Required task A: In the passage on mobile IP routing, how do the route server controller and the route server monitor communicate?

Document passage:
As discussed above, the public IP address of the mobile platform 12 must be able to be accessed by Internet service providers throughout the world regardless of which ground station is providing RF connectivity with the mobile platform 12. An exemplary system for routing data packets to and from the mobile platform 12 is discussed below by way of non-limiting example. It is this type of system for routing data packets to and from the mobile platform 12 that is monitored by embodiments of the present invention.

Referring now to FIGURE 2, a route server controller 30 suitably is physically located at the mobile network control facility 16 and provides command and control over routing of packets by route servers 32a and 32b between the mobile platform 12 and destinations on the Internet 14. A public IP address, such as for example and without limitation any address in a range between 216.65.245.0 through 216.65.245.255, for the mobile platform 12 is assigned to a first ground station 18a. Once assigned, the public IP address propagates throughout the Internet 14 to all ISPs (not shown) in a known manner. As the mobile platform 12 is handed-off from RF coverage of the first ground station 18a to RF coverage of the second ground station 18b, the route server controller 30 causes the route servers 32a to remove the public IP address for the mobile platform 12 from the first ground station 18a and causes the route servers 32b to add the public IP address for the mobile platform 12 to the second ground station 18b. Once assigned to the second ground station 18b, the public IP address for the mobile platform 12 propagates again to all the ISPs in a known manner. When the public IP address fully propagates to all the ISPs, the ISPs know that the mobile platform's IP address is at the second ground station 18b. The ground stations 18a and 18b are in RF communication with the satellites 20a and 20b, respectively, via transmitter/receivers 19a and 19b, respectively. The ground stations 18a and 18b include routers 21a and 21b, respectively, for connecting to the Internet 14.

Advantageously and according to embodiments of the present invention, a route server monitor 34 monitors propagation of a mobile platform's public IP address as the mobile platform 12 is handed-off from the first ground station 18a to the second ground station 18b. The route server controller 30 and the route server monitor 34 suitably are in packet communications via TCP connections over a private network. The route server monitor 34 suitably is any computer having any suitable processor and running any suitable communication software resident thereon.

According to an embodiment of the present invention, the route server monitor 34 monitors propagation through ISPs of removal of the mobile platform's public IP address from the first ground station 18a as well as addition of the mobile platform's public IP address to the second ground station 18b. To that end and referring additionally now to FIGURES 3A and 3B, a routine 100 is performed for monitoring propagation through ISPs of removal of the mobile platform's public IP address from the first ground station 18a. The routine 100 starts at a block 102.

When the mobile platform 12 is handed-off from the first ground station 18a to the second ground station 18b, at a block 104 the route server controller 30 causes the route servers 32a to remove the mobile platform's public IP address from the first ground station 18a via suitable commands issued over the private network. Over the private network, at a decision block 106 the route server monitor 34 checks the first ground station 18a to determine whether the mobile platform's public IP address is no longer present at the first ground station 18a. If a determination is made at the decision block 106 that the mobile platform's public IP address is not removed from the first ground station 18a, then the routine 100 proceeds to a block 124 at which a suitable warning is issued. Having been alerted by any issued warnings, personnel within the network control facility 16 can take appropriate action as desired in order to mitigate possibilities of a disruption to service. After a suitable warning is issued at the block 124, the routine 100 then ends at a block 112.

Required task B: Please tally the lines in the listing that contain the word "sneaker" and give only the number.

Location labeling records:
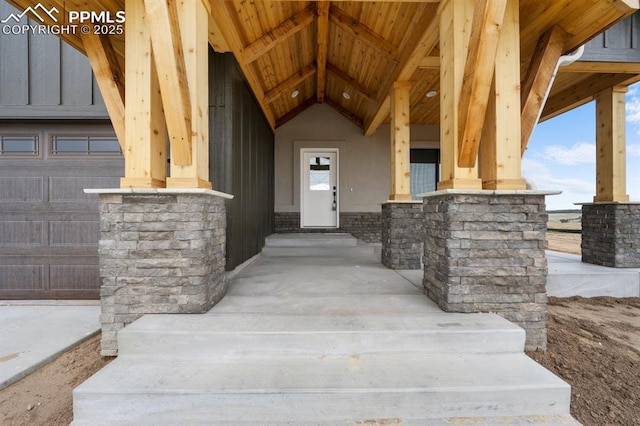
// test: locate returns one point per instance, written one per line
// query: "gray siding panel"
(618, 44)
(76, 77)
(42, 77)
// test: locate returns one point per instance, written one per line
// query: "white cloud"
(579, 153)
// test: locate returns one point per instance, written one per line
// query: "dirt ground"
(44, 397)
(594, 344)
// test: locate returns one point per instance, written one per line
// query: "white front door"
(319, 194)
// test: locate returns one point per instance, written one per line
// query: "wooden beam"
(417, 48)
(400, 141)
(430, 63)
(454, 23)
(611, 175)
(500, 163)
(352, 82)
(279, 34)
(306, 104)
(289, 83)
(145, 154)
(602, 67)
(345, 112)
(479, 69)
(225, 21)
(110, 78)
(583, 92)
(167, 43)
(323, 47)
(352, 26)
(193, 19)
(539, 77)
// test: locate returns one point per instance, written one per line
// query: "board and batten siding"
(620, 43)
(42, 77)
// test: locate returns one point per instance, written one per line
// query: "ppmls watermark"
(52, 21)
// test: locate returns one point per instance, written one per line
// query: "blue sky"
(561, 154)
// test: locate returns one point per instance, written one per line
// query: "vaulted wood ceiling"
(347, 54)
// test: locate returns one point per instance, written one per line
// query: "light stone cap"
(403, 202)
(631, 203)
(487, 192)
(151, 191)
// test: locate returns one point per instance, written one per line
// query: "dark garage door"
(49, 227)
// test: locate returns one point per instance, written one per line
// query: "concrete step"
(298, 389)
(328, 305)
(242, 335)
(311, 240)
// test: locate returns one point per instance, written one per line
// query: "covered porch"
(472, 77)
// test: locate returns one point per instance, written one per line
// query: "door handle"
(334, 205)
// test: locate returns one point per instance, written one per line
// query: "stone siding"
(402, 235)
(365, 226)
(161, 253)
(485, 252)
(611, 234)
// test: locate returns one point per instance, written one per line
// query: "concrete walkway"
(313, 334)
(569, 276)
(34, 333)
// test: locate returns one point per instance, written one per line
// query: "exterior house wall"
(364, 164)
(42, 77)
(240, 158)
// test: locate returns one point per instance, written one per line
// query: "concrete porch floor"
(321, 334)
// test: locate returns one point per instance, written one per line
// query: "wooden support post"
(500, 159)
(145, 152)
(193, 20)
(400, 141)
(456, 17)
(611, 172)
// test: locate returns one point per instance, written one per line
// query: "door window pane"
(319, 173)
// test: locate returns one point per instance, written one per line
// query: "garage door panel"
(21, 277)
(16, 189)
(71, 189)
(49, 228)
(14, 233)
(68, 233)
(74, 277)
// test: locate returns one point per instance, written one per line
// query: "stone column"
(611, 234)
(402, 234)
(484, 251)
(161, 251)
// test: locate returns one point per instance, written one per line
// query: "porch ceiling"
(325, 49)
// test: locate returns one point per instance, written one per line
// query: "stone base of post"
(484, 251)
(161, 251)
(402, 234)
(611, 234)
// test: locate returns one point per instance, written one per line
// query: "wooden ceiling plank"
(352, 26)
(345, 112)
(164, 29)
(538, 80)
(304, 105)
(412, 57)
(602, 67)
(479, 70)
(289, 83)
(584, 92)
(110, 79)
(342, 75)
(224, 20)
(323, 47)
(279, 34)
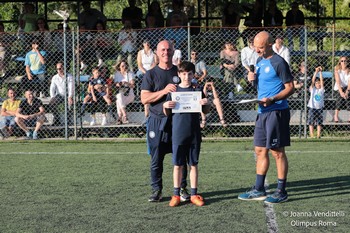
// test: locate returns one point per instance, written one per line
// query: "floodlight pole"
(65, 16)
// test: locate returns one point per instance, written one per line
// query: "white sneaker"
(239, 88)
(93, 121)
(104, 120)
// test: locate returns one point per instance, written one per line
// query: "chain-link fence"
(80, 114)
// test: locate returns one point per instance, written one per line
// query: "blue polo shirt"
(271, 76)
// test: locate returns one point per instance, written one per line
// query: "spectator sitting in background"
(155, 11)
(35, 68)
(58, 92)
(90, 16)
(8, 112)
(124, 82)
(127, 40)
(299, 80)
(229, 63)
(132, 14)
(58, 38)
(31, 113)
(280, 49)
(212, 94)
(97, 89)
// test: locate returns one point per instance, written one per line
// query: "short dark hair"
(186, 66)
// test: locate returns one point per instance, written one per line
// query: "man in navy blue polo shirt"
(274, 84)
(156, 84)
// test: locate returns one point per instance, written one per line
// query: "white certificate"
(187, 101)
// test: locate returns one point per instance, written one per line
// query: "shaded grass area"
(104, 187)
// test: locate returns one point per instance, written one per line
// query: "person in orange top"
(8, 111)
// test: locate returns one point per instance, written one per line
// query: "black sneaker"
(184, 195)
(156, 196)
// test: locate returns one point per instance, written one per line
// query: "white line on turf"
(271, 219)
(143, 152)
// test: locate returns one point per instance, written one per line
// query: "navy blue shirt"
(271, 75)
(155, 80)
(186, 126)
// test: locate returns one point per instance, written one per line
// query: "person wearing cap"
(280, 49)
(90, 16)
(35, 68)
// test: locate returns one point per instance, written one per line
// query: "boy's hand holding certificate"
(187, 101)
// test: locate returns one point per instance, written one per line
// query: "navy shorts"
(315, 116)
(272, 129)
(98, 94)
(158, 138)
(183, 153)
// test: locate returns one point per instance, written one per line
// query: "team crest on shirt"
(176, 79)
(152, 134)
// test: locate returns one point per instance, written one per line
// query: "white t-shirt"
(248, 56)
(147, 60)
(283, 52)
(344, 79)
(177, 56)
(316, 100)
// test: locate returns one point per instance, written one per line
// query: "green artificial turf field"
(96, 186)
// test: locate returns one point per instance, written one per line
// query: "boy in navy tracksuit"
(186, 137)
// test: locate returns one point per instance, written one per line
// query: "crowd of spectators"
(136, 54)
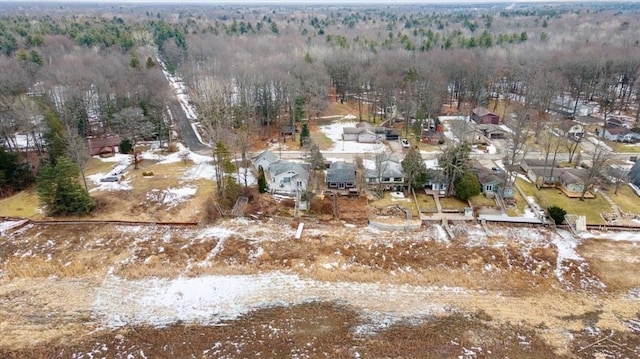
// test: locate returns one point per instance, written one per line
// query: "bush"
(467, 186)
(173, 147)
(126, 146)
(557, 214)
(60, 191)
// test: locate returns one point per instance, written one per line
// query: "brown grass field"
(517, 309)
(507, 293)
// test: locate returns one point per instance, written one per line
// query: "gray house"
(634, 174)
(388, 173)
(491, 183)
(288, 178)
(571, 129)
(341, 175)
(264, 160)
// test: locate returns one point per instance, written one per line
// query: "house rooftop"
(567, 124)
(341, 172)
(481, 111)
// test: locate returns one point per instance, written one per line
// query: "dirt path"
(59, 286)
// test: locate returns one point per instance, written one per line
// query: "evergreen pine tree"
(60, 191)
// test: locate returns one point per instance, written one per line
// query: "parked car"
(109, 178)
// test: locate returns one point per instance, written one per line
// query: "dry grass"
(388, 200)
(481, 200)
(616, 264)
(623, 147)
(516, 289)
(95, 165)
(23, 204)
(626, 199)
(337, 108)
(426, 203)
(590, 207)
(135, 204)
(452, 203)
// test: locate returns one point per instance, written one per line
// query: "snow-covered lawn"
(334, 133)
(171, 197)
(201, 168)
(212, 299)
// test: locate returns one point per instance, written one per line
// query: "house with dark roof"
(288, 178)
(571, 129)
(264, 160)
(432, 137)
(614, 133)
(104, 146)
(572, 181)
(492, 183)
(634, 174)
(528, 163)
(341, 175)
(482, 115)
(491, 131)
(360, 133)
(387, 173)
(437, 181)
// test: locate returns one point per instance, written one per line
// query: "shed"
(341, 175)
(482, 115)
(104, 146)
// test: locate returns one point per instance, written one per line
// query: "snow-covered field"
(211, 299)
(334, 132)
(201, 168)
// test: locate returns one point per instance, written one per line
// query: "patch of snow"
(613, 236)
(7, 225)
(597, 142)
(432, 163)
(211, 299)
(397, 195)
(171, 196)
(201, 170)
(491, 149)
(117, 157)
(334, 133)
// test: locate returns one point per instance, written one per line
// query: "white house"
(387, 172)
(614, 133)
(363, 132)
(264, 160)
(571, 128)
(288, 178)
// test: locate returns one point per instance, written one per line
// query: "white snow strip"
(211, 299)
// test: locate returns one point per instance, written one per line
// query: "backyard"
(590, 207)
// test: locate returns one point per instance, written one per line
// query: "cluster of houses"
(383, 172)
(364, 132)
(544, 174)
(618, 130)
(292, 177)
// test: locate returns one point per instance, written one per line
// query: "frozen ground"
(334, 132)
(211, 299)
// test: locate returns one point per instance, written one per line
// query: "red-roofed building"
(482, 115)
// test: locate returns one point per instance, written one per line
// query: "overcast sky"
(343, 2)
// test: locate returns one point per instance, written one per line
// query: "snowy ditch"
(209, 300)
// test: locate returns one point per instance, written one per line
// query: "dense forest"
(69, 71)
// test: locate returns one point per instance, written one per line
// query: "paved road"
(187, 133)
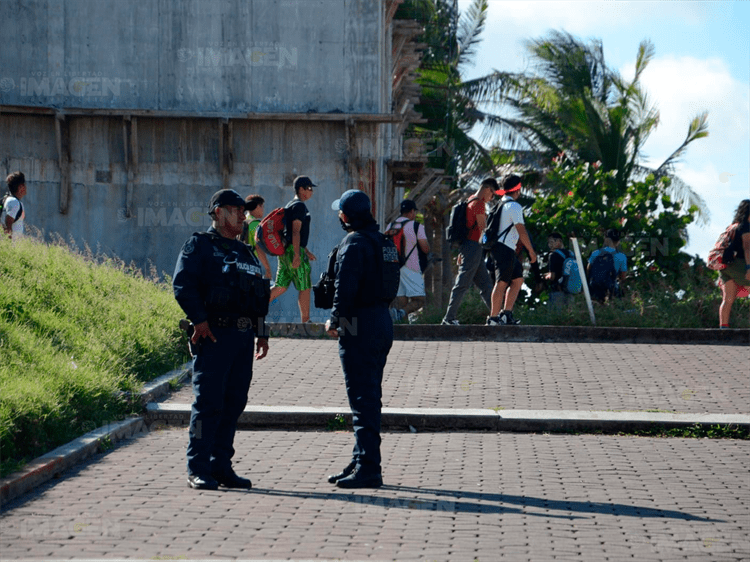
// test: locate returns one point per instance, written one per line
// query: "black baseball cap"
(408, 205)
(225, 197)
(352, 203)
(303, 181)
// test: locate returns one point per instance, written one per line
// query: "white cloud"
(682, 87)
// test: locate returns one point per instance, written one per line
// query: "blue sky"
(701, 63)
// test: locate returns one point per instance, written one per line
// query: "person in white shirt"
(508, 269)
(13, 211)
(411, 292)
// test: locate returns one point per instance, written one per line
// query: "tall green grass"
(79, 334)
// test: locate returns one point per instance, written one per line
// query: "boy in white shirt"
(508, 269)
(13, 212)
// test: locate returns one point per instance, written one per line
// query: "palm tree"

Final answer A: Via TCP connections over a private network.

Final answer B: 2